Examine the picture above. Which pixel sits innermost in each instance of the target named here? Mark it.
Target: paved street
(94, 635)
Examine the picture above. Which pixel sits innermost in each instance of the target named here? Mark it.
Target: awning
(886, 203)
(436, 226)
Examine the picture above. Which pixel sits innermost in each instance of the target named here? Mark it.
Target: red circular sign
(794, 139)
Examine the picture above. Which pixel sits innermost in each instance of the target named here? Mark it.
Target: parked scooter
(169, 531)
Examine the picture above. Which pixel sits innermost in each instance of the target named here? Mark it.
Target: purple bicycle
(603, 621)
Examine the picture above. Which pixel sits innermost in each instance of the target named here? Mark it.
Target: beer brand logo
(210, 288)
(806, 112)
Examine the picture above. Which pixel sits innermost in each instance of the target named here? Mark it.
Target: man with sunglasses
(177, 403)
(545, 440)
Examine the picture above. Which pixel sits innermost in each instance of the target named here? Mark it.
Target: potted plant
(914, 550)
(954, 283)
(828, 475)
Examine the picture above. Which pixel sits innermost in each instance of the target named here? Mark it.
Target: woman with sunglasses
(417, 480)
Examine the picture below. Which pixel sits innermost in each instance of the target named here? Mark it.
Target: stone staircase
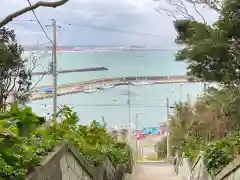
(153, 171)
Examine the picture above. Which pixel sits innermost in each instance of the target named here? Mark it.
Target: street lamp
(136, 142)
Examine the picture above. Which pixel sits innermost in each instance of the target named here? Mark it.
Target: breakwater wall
(119, 80)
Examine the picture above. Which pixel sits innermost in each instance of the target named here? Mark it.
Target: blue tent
(47, 90)
(146, 131)
(155, 130)
(100, 124)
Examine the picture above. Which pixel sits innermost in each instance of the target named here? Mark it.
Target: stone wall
(231, 171)
(63, 164)
(197, 171)
(67, 163)
(189, 170)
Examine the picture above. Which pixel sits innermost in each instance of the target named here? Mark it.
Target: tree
(161, 148)
(15, 78)
(20, 12)
(211, 51)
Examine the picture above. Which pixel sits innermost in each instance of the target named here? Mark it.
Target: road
(153, 171)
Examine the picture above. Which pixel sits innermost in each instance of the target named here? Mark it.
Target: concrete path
(153, 171)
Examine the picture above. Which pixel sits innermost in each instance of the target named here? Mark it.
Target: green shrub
(25, 138)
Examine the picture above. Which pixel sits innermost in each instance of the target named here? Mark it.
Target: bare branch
(180, 10)
(213, 4)
(195, 7)
(10, 17)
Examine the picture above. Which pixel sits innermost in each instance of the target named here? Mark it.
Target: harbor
(45, 91)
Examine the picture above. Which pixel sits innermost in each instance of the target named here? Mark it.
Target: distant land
(96, 48)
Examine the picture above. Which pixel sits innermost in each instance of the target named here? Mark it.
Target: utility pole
(205, 88)
(54, 66)
(168, 134)
(181, 92)
(129, 111)
(136, 155)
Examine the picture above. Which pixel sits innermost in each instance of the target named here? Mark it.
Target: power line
(107, 105)
(108, 29)
(40, 23)
(117, 30)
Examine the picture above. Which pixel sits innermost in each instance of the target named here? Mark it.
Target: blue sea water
(149, 101)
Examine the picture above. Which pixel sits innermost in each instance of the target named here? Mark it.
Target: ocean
(149, 102)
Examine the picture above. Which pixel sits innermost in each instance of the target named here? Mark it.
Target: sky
(138, 16)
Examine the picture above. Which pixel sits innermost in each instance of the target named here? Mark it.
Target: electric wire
(106, 105)
(40, 23)
(108, 29)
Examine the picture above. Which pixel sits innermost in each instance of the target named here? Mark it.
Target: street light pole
(129, 112)
(168, 134)
(54, 66)
(136, 122)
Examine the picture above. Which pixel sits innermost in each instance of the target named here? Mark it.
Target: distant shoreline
(99, 50)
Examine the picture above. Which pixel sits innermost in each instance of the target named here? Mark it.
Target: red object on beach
(139, 135)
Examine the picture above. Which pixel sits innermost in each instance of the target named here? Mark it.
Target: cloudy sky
(86, 16)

□ □ □ □

* Activity: In the copy, omit the pictures and reproduce every entry exactly.

* Solution to the problem:
Examine the picture above. Which pixel sits innermost in each instance of the target named here? Mark it.
Target: paved street
(94, 635)
Examine the picture above. Which pixel sits innermost in each instance of the target named here? Mark it.
Target: awning
(886, 203)
(436, 226)
Examine the picture above. Which pixel sits innermost in each instance of the target named here? Mark it.
Target: red circular sign
(794, 139)
Examine the picture above. Which pixel sits innermost in each instance of the target named here? Mark it.
Target: parked scooter
(169, 531)
Examine the picture above. Which pixel sits innermost in each instance of the target named here? Mark it.
Target: purple bicycle
(603, 621)
Examine the picture above. Which pixel sits innermost in each instance of the target named here? Mark it.
Target: beer brand logo
(210, 288)
(806, 112)
Examine the picture above. Which pixel sits innermost in each instance of the target named here? Mark it.
Target: man with sunglasses
(177, 403)
(545, 440)
Examine the picture above. Which pixel sits innermost in each instance of the target named here? Mark it.
Target: potted plant
(914, 550)
(954, 283)
(828, 475)
Examine the picture above. Which pixel sits innermost in each instance of the target named here? Mark it.
Target: woman with sunglasses
(417, 480)
Examine the picture below. Which pixel sits innermost in each instance of the target named here? Mark it.
Target: stone staircase
(153, 171)
Examine the picture above. Which pixel sits innermost in each instance of the target named here? Mark it.
Target: street lamp
(136, 142)
Examine the picture above. Which pixel sits innermost in each instance of the target named here? Mark it.
Target: breakwater wall
(119, 80)
Examine the picture above. Which pixel sits innermost in each instance of the target named here? Mark it.
Target: blue tent
(47, 90)
(146, 131)
(155, 130)
(100, 124)
Examine the picture above. Which pixel sits innermost in each instance of the target named here? Mark it.
Target: stone wall
(231, 171)
(63, 164)
(197, 171)
(67, 163)
(189, 170)
Examine the picture above. Which pixel sits innermost in each instance of the target named here? Mark it.
Target: tree
(161, 148)
(15, 78)
(20, 12)
(211, 51)
Examine the picture above. Which pixel sits innermost in each instance of the target named here? Mark it.
Target: road
(153, 171)
Examine the picture above. Which pixel sits innermost in each instance of the target named here? Mark it.
Target: concrete path
(153, 171)
Examine the picture above. Which pixel sits innermost in each instance of the target named here? Mark it.
Target: green shrub
(25, 138)
Examine the picture above. Which pixel sits innermost in each instance of the target named here? Mark it.
Target: bare branch
(180, 10)
(213, 4)
(195, 7)
(10, 17)
Examine the picture above. Which pixel sits innermost in each instance of the target named here? Mark it.
Target: harbor
(45, 91)
Examine the picture above. Which pixel sits innermost in each instance of the target named here? Mark it.
Target: distant land
(96, 48)
Examine the picture above. Which pixel sits innermost in each instance of the target named here? Mark it.
Target: utility pole
(205, 88)
(54, 66)
(168, 134)
(181, 92)
(129, 111)
(136, 155)
Examine the picture above. Which pixel sits innermost in each instance of the target named here? Mark it.
Target: power line
(107, 105)
(108, 29)
(40, 23)
(117, 30)
Examine the picture above. Which pixel sits innermost in each instance of the target named here? Mark it.
Target: blue sea water
(149, 101)
Examine the picture above. Which pixel sits innermost in each instance of the target named here? Mark it.
Target: ocean
(149, 102)
Examine the picture above. Which pixel sits innermost in each instance of the target named here? Mark it.
Target: sky
(138, 16)
Examine the picture above. Which pixel sits innermost in each instance of the target named here? Mark it.
Target: electric wire
(106, 105)
(40, 23)
(108, 29)
Examine the picture above. Which pixel sits innermost in each instance of the target named here? Mark it.
Target: street light pole
(129, 112)
(168, 134)
(54, 66)
(136, 122)
Examine the picture above. Which pixel sits innermost in each instance of the target named here? Mark it.
Target: distant shoreline
(99, 50)
Examine the picture above. Which pixel sits innermost in each instance of the target named here? Mark it.
Target: red object on beach
(139, 135)
Examine the picture above. Which pixel sits innermost in each instance of the target named here? Mark it.
Target: cloudy sky
(86, 16)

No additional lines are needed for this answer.